*STATED TASK 1:* List every three-letter currency code that appears in the currency market note below, one per line.
*STATED TASK 2:* Translate this sentence from the currency market note below into Spanish: "Asian currencies were a mixed bag yesterday against the USD."

*SOURCE:*
Thursday, August 27, 2015

Maybank GM Daily - 27 Aug 2015


FX
Global
*      Overnight, Fed William Dudley commented that an interest rate increase in Sep is “looking increasingly in doubt”. Equity investors might have taken heart as Wall Street continued its yo-yo with another 4% rise overnight. Data was also supportive with a stronger-than-expected US durable goods order at 2.0%y/y. Excluding military component, the print was an even stronger 2.2%y/y. That lifted the greenback above the 95-figure. Among the majors, only the CAD managed to eke out a 0.3% gain against the USD. Asian currencies were a mixed bag yesterday against the USD. KRW and CNH appreciated while MYR traded on the backfoot, along with most other Asian currencies. This morning, better risk sentiments lift the SGD and MYR, up +0.5% and 0.3% respectively.

*Records from a data source:*
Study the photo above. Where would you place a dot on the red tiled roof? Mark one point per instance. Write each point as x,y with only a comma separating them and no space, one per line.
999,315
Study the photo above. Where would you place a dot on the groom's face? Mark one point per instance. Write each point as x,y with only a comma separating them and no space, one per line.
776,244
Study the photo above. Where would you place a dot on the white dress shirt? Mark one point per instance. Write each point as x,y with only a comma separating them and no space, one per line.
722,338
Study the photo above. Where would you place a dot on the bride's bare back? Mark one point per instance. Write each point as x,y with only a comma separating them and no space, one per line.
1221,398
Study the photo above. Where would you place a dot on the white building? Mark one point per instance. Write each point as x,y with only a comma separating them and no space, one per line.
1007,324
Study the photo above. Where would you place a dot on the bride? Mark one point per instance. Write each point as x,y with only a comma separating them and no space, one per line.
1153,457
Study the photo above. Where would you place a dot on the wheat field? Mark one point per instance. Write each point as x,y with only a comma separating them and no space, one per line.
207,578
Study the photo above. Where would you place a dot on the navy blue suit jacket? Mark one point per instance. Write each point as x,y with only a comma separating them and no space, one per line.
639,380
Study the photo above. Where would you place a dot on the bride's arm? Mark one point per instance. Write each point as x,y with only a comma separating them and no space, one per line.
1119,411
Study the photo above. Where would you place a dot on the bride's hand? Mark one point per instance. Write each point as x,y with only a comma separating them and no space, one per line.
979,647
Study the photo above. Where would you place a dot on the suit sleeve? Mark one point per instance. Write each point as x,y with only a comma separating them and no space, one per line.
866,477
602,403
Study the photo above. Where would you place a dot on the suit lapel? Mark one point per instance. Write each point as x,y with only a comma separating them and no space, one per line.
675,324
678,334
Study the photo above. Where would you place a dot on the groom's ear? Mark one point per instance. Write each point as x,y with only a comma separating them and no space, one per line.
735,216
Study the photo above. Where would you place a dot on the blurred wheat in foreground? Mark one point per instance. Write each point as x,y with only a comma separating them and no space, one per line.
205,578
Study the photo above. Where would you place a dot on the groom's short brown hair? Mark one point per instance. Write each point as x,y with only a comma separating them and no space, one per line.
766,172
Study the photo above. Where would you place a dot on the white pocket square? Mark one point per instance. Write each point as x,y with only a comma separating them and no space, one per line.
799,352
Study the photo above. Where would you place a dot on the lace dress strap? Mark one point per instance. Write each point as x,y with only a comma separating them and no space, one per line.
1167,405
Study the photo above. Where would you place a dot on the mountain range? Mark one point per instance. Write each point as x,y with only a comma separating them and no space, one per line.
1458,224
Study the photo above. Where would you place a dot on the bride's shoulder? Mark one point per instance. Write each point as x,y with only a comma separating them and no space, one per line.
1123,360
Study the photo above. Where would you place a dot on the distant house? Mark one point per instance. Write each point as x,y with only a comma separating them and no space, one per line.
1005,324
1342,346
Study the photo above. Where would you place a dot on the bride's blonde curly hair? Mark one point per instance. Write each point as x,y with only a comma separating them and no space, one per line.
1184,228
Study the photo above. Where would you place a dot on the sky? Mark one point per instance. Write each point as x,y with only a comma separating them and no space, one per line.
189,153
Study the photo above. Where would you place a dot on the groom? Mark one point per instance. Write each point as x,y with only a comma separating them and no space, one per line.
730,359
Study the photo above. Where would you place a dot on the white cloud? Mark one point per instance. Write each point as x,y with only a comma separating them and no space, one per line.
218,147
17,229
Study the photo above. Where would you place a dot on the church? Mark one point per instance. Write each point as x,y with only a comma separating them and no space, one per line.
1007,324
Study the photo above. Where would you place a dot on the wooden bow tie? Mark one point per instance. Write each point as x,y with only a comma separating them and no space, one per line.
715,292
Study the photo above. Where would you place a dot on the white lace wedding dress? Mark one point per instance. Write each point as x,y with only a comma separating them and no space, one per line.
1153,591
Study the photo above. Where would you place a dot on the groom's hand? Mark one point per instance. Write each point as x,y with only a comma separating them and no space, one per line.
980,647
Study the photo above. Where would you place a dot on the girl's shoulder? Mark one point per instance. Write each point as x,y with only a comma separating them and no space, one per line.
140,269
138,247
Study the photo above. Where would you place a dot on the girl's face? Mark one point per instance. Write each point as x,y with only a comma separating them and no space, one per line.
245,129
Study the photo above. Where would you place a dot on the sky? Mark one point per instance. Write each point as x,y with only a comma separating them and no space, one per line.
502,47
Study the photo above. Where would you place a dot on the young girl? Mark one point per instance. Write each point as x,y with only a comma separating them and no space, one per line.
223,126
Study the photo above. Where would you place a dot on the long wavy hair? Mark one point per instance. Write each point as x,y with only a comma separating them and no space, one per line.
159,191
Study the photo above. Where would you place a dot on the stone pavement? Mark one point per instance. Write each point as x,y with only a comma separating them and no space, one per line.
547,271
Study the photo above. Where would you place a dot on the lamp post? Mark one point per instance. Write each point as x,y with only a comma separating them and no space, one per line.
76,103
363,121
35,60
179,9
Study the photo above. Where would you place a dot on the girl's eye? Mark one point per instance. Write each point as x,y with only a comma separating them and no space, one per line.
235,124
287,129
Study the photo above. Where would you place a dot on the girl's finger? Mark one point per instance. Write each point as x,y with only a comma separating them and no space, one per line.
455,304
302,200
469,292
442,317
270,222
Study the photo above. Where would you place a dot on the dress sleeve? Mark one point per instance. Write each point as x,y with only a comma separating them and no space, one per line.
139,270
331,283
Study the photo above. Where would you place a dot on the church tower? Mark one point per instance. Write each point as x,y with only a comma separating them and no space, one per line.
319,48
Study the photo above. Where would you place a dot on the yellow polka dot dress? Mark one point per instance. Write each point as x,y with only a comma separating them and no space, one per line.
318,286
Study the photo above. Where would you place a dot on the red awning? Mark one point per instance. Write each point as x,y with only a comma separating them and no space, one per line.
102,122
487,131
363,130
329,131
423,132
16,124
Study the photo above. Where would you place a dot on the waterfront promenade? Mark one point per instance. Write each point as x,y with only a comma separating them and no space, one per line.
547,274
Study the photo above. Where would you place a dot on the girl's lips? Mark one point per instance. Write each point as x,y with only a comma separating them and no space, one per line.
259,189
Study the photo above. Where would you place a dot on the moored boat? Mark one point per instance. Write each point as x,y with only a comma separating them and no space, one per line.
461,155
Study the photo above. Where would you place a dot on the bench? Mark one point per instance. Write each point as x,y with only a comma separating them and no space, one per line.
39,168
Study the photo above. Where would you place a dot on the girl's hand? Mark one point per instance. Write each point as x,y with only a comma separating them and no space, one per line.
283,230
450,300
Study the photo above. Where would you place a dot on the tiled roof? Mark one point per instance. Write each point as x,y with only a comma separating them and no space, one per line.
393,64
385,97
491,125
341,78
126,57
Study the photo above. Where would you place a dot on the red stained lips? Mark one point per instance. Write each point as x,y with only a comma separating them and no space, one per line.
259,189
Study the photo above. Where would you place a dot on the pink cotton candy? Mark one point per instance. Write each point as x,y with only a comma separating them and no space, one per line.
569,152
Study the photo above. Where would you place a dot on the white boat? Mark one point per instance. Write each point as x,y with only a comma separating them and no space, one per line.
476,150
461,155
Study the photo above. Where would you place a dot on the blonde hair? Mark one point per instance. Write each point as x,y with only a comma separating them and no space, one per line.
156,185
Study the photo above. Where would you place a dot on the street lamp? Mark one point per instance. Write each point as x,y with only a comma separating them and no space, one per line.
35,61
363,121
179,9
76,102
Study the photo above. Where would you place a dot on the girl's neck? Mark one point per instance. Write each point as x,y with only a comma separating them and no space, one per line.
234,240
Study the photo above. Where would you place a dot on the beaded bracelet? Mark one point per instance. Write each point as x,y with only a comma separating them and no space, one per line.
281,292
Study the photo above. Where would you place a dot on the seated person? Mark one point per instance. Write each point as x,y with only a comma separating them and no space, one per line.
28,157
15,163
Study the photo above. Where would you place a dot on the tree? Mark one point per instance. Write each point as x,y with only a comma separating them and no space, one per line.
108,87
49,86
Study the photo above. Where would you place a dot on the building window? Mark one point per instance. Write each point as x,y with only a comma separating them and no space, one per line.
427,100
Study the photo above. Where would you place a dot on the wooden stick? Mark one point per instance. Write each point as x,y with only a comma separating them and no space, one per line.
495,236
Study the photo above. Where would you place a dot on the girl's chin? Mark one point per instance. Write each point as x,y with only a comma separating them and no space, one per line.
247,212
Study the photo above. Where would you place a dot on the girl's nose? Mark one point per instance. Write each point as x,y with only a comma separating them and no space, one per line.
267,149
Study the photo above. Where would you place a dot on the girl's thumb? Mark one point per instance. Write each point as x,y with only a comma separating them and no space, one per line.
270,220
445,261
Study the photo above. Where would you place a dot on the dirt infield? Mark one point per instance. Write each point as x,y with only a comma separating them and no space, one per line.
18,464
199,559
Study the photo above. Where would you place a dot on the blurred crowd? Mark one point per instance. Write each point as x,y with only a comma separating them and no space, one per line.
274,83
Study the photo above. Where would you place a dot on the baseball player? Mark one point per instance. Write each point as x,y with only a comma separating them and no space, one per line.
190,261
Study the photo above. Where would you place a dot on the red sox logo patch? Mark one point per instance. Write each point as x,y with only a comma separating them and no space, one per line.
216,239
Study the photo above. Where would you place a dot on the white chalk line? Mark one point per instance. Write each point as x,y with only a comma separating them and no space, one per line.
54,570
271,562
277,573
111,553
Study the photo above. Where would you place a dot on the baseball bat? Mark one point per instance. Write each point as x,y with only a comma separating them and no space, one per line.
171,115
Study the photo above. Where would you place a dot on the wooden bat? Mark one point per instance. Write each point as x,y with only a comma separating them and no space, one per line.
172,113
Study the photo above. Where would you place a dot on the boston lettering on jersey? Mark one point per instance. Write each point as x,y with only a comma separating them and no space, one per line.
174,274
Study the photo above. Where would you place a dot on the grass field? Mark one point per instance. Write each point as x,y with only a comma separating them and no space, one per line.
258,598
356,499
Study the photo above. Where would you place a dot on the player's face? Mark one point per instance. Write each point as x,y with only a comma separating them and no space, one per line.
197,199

*FINAL ANSWER 1:*
USD
CAD
KRW
CNH
MYR
SGD

*FINAL ANSWER 2:* Ayer, las monedas asiáticas tuvieron un comportamiento dispar frente al USD.